* **EXERCISE OBJECTIVE**
Copy out the stretch from the line containing "like [382, 3]." through the line containing "[128, 1157]", both included, and raise every coordinate in the answer points by 136 while keeping all other text, including the sample coordinates, unchanged. Leave the pictures out.

— Begin DATA PROVIDED —

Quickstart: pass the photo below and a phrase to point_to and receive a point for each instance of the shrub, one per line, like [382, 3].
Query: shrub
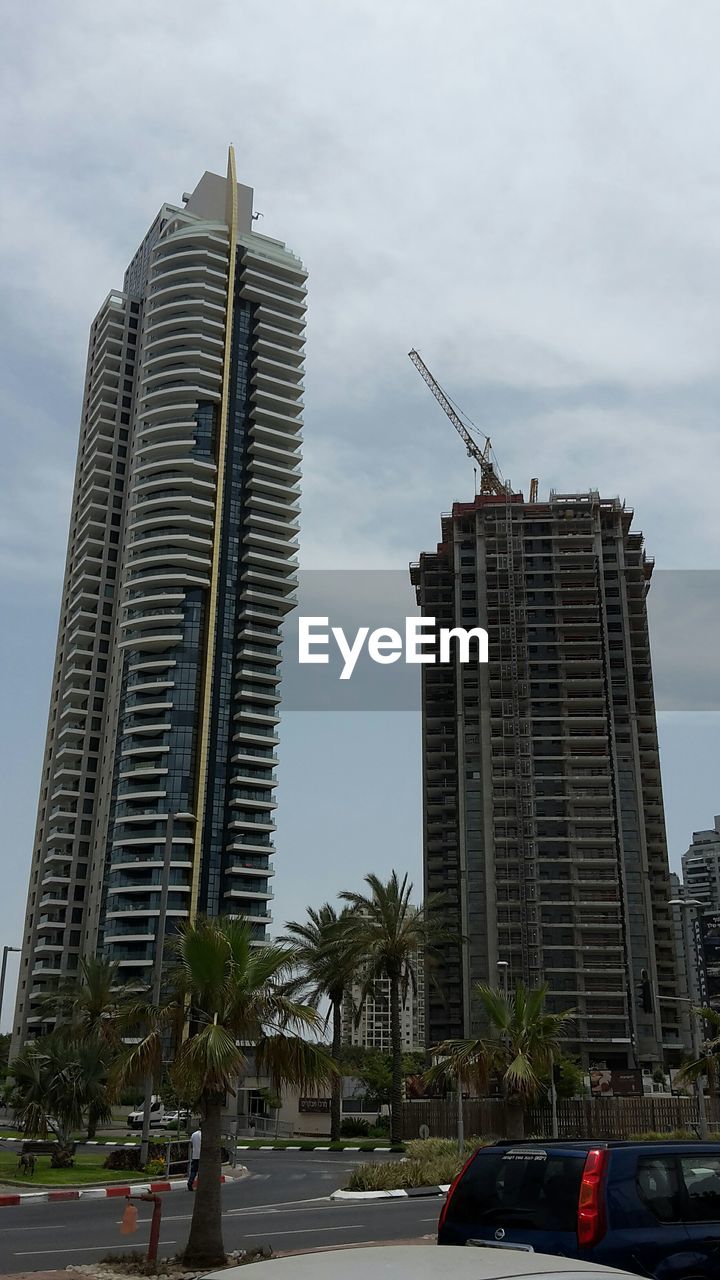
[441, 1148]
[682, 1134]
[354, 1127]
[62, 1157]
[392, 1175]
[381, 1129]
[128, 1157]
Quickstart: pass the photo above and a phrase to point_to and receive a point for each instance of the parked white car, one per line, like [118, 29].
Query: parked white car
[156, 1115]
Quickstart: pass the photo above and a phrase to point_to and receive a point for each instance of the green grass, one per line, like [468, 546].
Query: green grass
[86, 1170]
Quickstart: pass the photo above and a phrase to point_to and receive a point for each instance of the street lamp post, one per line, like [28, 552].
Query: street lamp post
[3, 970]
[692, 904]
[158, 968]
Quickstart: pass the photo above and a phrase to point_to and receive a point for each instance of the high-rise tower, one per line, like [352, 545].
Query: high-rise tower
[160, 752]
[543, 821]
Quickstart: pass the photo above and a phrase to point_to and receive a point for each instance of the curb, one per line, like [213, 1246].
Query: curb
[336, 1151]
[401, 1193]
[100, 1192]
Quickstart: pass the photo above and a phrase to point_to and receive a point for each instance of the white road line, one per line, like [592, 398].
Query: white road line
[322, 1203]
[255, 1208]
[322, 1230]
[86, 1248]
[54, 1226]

— End DATA PROVIDED —
— Begin DATA PROVIDED —

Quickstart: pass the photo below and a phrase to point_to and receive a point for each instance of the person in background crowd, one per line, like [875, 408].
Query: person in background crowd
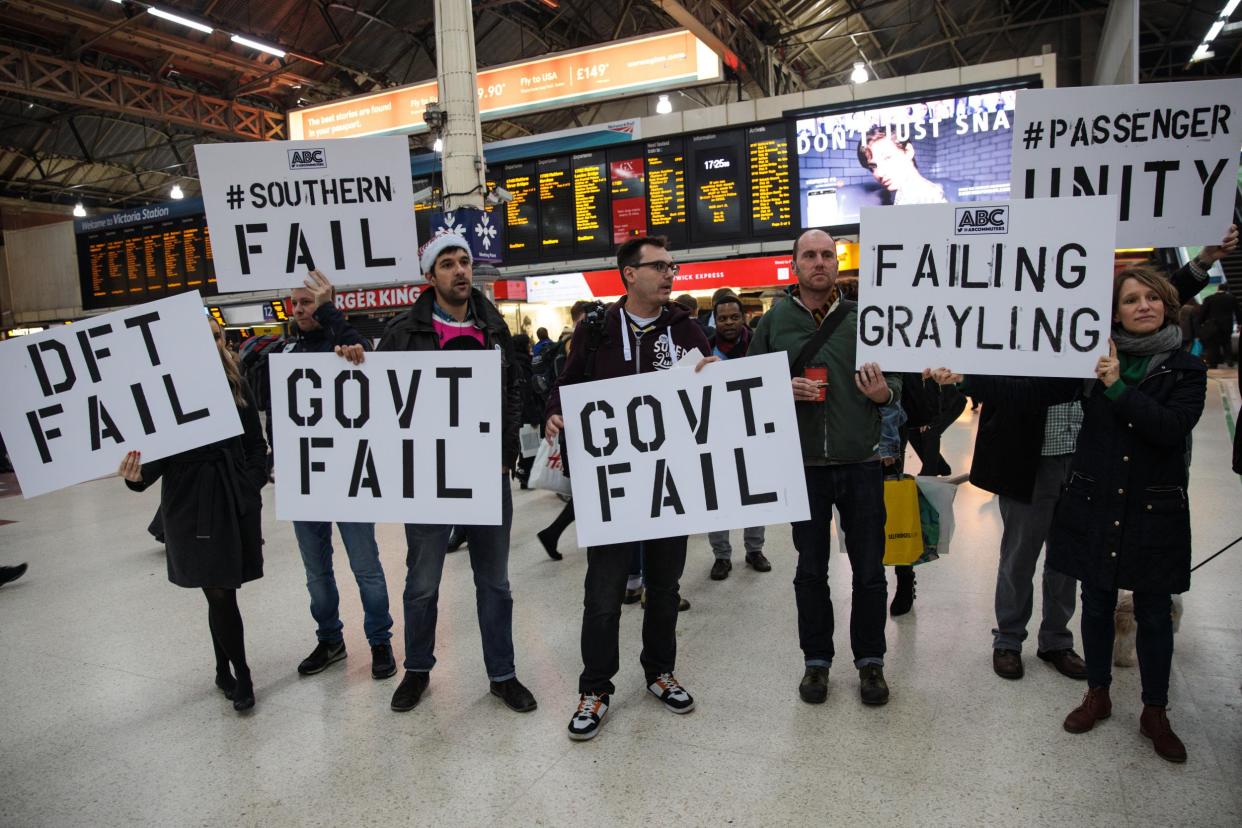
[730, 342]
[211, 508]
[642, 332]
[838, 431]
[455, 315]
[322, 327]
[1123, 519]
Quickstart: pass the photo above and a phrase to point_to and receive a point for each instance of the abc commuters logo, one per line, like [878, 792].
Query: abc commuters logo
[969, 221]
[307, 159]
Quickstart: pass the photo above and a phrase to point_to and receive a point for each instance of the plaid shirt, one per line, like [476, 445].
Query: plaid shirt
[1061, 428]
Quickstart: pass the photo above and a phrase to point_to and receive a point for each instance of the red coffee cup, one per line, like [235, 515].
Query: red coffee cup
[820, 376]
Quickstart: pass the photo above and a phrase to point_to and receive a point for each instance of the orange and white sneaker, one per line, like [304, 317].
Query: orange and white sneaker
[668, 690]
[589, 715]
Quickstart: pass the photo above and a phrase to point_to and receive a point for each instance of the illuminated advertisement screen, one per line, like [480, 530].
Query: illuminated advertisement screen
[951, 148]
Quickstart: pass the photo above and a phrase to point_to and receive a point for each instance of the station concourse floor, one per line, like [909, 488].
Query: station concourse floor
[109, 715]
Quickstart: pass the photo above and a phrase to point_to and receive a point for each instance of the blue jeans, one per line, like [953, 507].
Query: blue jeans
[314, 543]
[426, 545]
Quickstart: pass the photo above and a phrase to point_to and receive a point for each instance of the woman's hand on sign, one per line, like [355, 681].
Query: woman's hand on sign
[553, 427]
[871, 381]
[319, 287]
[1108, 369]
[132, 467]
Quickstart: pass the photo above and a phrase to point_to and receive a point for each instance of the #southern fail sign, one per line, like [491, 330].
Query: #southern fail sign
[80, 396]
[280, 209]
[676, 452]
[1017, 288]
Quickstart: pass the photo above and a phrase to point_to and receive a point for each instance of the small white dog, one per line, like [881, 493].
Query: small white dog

— End DATA PROVIDED —
— Begin DATA PROVIDED —

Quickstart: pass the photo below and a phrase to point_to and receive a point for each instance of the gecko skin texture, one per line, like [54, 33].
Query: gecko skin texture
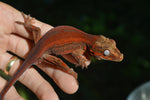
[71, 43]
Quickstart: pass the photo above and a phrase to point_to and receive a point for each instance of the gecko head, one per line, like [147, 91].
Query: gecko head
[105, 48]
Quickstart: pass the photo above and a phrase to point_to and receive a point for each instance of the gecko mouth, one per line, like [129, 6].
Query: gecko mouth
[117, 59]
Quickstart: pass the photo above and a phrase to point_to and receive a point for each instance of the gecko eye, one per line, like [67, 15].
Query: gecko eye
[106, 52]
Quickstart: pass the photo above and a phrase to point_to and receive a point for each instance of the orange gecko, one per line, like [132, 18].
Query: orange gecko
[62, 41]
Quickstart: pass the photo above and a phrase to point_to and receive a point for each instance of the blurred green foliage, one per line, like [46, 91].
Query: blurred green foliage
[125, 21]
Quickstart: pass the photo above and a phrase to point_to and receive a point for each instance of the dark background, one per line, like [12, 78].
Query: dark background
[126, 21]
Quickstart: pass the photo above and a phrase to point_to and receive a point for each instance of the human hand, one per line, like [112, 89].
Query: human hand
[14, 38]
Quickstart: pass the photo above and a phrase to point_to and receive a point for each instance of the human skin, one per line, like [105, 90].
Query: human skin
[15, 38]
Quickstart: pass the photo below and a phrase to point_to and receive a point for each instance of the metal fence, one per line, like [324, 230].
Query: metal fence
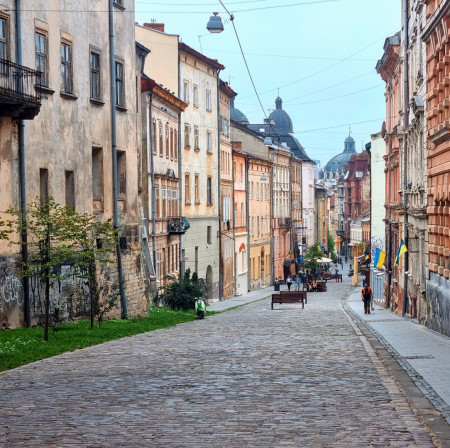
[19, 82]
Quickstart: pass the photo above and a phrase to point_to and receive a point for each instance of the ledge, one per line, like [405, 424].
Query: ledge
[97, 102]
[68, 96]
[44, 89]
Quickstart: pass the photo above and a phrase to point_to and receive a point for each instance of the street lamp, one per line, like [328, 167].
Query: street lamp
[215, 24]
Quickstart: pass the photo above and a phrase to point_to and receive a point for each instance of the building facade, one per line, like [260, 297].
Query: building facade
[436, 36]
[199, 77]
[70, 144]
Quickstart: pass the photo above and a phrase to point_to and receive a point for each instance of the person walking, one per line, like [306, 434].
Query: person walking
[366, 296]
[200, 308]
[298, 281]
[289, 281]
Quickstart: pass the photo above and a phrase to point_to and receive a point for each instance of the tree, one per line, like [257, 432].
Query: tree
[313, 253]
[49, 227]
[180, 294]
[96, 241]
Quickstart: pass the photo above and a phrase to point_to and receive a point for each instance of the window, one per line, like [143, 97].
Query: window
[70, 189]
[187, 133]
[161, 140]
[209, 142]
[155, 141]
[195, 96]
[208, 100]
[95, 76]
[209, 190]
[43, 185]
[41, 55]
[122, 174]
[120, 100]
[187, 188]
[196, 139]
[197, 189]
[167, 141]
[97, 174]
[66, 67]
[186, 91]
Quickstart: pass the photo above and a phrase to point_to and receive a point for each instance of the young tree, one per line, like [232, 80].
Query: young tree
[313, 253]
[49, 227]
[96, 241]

— End DATA PROVIDED —

* **RESULT**
Quickstart: pass the photo below and a phrase to point_to and receive a point for each instance of the shrub, one per line, like [382, 3].
Query: shrub
[577, 1284]
[818, 1270]
[490, 1263]
[198, 1293]
[528, 1311]
[517, 1265]
[264, 1293]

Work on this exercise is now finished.